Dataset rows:
++++

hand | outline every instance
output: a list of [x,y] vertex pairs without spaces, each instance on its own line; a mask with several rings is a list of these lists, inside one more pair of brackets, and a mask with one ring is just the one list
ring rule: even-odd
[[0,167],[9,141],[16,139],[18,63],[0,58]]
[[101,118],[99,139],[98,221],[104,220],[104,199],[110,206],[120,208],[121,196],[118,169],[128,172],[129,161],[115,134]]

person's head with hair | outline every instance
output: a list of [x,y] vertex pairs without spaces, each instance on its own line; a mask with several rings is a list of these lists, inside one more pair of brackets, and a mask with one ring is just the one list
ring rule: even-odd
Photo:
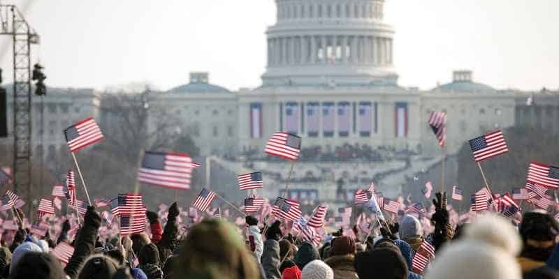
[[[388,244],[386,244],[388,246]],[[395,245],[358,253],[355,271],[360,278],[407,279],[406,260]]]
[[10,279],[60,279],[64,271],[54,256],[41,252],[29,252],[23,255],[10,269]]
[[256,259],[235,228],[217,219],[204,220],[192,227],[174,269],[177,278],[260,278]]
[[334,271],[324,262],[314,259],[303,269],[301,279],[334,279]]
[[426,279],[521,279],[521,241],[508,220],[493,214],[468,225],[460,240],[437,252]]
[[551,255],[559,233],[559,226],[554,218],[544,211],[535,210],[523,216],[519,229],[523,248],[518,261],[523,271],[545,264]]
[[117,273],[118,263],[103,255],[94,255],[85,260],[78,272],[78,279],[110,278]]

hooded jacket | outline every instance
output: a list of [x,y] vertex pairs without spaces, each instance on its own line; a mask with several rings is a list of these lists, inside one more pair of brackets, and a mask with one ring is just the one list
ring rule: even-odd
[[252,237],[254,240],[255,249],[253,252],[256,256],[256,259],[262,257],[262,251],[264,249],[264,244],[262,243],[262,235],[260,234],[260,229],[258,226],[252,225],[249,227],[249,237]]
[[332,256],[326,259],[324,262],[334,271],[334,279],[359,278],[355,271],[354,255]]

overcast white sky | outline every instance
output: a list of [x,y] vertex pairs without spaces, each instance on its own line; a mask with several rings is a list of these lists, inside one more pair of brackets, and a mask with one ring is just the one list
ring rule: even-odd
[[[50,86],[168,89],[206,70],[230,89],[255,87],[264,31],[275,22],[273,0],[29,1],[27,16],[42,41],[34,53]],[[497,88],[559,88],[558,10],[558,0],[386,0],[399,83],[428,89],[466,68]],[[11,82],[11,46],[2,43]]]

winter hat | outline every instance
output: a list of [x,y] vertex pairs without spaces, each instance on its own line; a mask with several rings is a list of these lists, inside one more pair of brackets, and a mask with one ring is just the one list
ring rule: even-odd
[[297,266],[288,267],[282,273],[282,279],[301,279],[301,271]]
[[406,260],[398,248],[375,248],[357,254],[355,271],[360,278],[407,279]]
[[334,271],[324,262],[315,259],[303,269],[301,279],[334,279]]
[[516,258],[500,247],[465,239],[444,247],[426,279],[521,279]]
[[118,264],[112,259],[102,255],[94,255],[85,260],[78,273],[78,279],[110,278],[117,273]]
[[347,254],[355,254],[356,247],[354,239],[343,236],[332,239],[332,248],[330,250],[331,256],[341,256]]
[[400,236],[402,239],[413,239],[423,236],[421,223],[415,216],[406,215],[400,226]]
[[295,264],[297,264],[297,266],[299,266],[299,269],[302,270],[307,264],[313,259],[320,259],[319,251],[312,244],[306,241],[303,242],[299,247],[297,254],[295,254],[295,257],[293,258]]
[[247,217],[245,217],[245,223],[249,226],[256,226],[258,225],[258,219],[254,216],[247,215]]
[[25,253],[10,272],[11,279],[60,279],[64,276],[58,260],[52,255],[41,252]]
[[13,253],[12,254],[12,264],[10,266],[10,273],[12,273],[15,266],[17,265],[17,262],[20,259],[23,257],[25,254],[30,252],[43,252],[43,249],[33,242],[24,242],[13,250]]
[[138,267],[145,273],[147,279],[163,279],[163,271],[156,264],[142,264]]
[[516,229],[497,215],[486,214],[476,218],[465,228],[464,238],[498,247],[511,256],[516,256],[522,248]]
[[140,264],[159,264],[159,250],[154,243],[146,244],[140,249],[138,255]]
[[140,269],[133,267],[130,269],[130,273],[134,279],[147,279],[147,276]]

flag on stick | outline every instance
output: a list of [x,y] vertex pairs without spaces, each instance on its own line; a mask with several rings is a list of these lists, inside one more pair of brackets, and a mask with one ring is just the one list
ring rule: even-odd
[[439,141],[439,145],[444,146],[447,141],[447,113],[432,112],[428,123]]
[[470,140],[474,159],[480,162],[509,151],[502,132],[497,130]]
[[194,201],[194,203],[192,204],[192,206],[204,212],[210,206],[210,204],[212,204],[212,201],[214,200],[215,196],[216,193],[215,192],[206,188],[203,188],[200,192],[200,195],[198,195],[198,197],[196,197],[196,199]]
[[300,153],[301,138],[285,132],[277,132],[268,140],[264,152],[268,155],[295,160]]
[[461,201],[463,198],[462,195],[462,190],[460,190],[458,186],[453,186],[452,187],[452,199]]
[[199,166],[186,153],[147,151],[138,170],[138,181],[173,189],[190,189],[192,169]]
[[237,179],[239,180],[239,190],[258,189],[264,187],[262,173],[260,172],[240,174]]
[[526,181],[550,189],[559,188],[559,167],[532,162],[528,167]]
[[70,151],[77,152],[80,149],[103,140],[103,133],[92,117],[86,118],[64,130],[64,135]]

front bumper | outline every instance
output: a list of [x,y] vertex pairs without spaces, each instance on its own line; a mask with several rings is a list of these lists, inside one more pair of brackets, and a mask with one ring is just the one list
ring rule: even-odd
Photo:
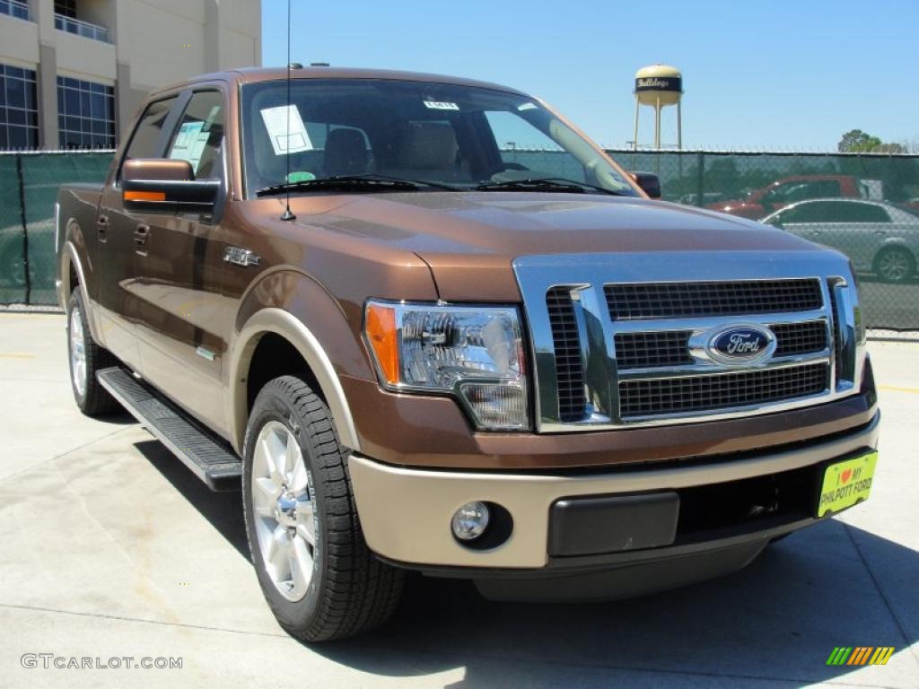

++++

THE REQUEST: Quote each line of the listing exactly, but leave the pictures out.

OUTPUT OF THE EXERCISE:
hand | outline every instance
output: a list of [x,y] vertex pairs without spaces, each instance on its own line; a mask with several rings is a list of these lists, inside one more pair of brackets, and a mask with one ring is just the one list
ring rule: even-odd
[[0,167],[9,141],[16,139],[18,63],[0,58]]
[[101,118],[99,139],[98,221],[104,220],[104,199],[110,206],[120,208],[121,196],[118,169],[128,172],[129,161],[115,134]]

person's head with hair | outline every instance
output: a list of [x,y] vertex pairs without spaces, each instance on its own line; a mask with several rings is a list of these lists, inside one more pair of brackets, and a mask with one ring is just the one list
ring rule: even-odd
Photo:
[[[388,244],[386,244],[388,246]],[[395,245],[358,253],[355,271],[360,278],[407,279],[406,260]]]
[[10,279],[60,279],[64,271],[54,256],[41,252],[29,252],[23,255],[10,269]]
[[256,259],[235,228],[217,219],[204,220],[192,227],[174,269],[177,278],[260,278]]
[[334,271],[324,262],[314,259],[303,269],[301,279],[334,279]]
[[426,279],[521,279],[521,241],[508,220],[493,214],[468,225],[460,240],[437,252]]
[[551,255],[559,233],[559,226],[554,218],[544,211],[535,210],[523,216],[519,229],[523,248],[518,261],[523,271],[545,264]]
[[117,273],[118,263],[103,255],[94,255],[85,260],[78,272],[78,279],[110,278]]

hooded jacket | outline every instance
output: a list of [x,y] vertex pairs without spaces, each instance on its own line; a mask with several rings is a list of these lists, inside one more pair of brackets, and a mask with one ring is just the one list
ring rule: even-odd
[[252,237],[254,240],[255,249],[253,252],[256,256],[256,259],[262,257],[262,251],[264,249],[264,244],[262,243],[262,235],[260,234],[260,229],[258,226],[252,225],[249,227],[249,237]]
[[332,256],[326,259],[324,262],[334,271],[334,279],[359,278],[355,271],[354,255]]

overcast white sky | outline every instance
output: a list of [x,y] vertex pairs without spaces, each instance on its own line; a mask with several rings is a list of these lists, inside one more pair of brackets, and a mask with one ring is just the one list
ring rule: even-odd
[[[50,86],[168,89],[206,70],[230,89],[255,87],[264,31],[275,22],[273,0],[29,1],[27,16],[42,41],[34,53]],[[497,88],[559,88],[558,10],[558,0],[386,0],[399,83],[428,89],[466,68]],[[11,82],[11,46],[2,43]]]

winter hat | outline every instance
output: a list of [x,y] vertex pairs without spaces, each instance on its own line; a mask with several rings is a list of these lists, inside one more pair of brackets, and a mask with one ring is just the one list
ring rule: even-odd
[[297,266],[288,267],[282,273],[282,279],[301,279],[301,271]]
[[406,260],[398,248],[375,248],[357,254],[355,271],[360,278],[407,279]]
[[334,271],[324,262],[315,259],[303,269],[301,279],[334,279]]
[[516,258],[500,247],[465,239],[444,247],[426,279],[521,279]]
[[118,264],[112,259],[102,255],[94,255],[85,260],[78,273],[78,279],[110,278],[117,273]]
[[347,254],[355,254],[356,247],[354,239],[343,236],[332,239],[332,248],[330,250],[331,256],[341,256]]
[[400,236],[402,239],[413,239],[423,236],[421,223],[415,216],[406,215],[400,226]]
[[295,264],[297,264],[297,266],[299,266],[299,269],[302,270],[307,264],[313,259],[320,259],[319,251],[312,244],[306,241],[303,242],[299,247],[297,254],[295,254],[295,257],[293,258]]
[[247,217],[245,217],[245,223],[249,226],[256,226],[258,225],[258,219],[254,216],[247,215]]
[[25,253],[10,272],[11,279],[60,279],[64,276],[58,260],[52,255],[41,252]]
[[13,253],[12,254],[12,264],[10,266],[10,273],[12,273],[15,266],[17,265],[17,262],[20,259],[23,257],[25,254],[30,252],[43,252],[43,249],[33,242],[24,242],[13,250]]
[[138,267],[145,273],[147,279],[163,279],[163,271],[156,264],[142,264]]
[[516,229],[497,215],[486,214],[476,218],[465,228],[464,238],[498,247],[511,256],[516,256],[522,248]]
[[140,264],[159,264],[159,250],[154,243],[146,244],[140,249],[138,255]]
[[140,269],[133,267],[130,269],[130,273],[134,279],[147,279],[147,276]]

flag on stick | outline every instance
output: a list of [x,y] vertex pairs without spaces, each instance on its own line; a mask with several rings is a list of these lists, inside one more pair of brackets, and a mask with one ring is just the one list
ring rule: even-odd
[[439,141],[439,145],[444,146],[447,141],[447,113],[432,112],[428,123]]
[[470,140],[474,159],[480,162],[509,151],[502,132],[497,130]]
[[194,201],[194,203],[192,204],[192,206],[204,212],[210,206],[210,204],[212,204],[212,201],[214,200],[215,196],[216,193],[215,192],[206,188],[203,188],[200,192],[200,195],[198,195],[198,197],[196,197],[196,199]]
[[300,153],[301,138],[285,132],[277,132],[268,140],[264,152],[268,155],[295,160]]
[[461,201],[463,198],[462,195],[462,190],[460,190],[458,186],[453,186],[452,187],[452,199]]
[[199,166],[186,153],[147,151],[138,170],[138,181],[173,189],[190,189],[192,169]]
[[237,179],[239,180],[239,190],[258,189],[264,187],[262,173],[260,172],[240,174]]
[[526,181],[550,189],[559,188],[559,167],[532,162],[528,167]]
[[70,151],[77,152],[80,149],[103,140],[103,133],[92,117],[86,118],[64,130],[64,135]]

front bumper | outline every instance
output: a list of [x,y] vertex pairs without spaces, each instance on its own line; a mask with several rings is a list of these lists, inside one more pair of brackets, and a mask with one ring is just the one list
ring rule: even-odd
Photo:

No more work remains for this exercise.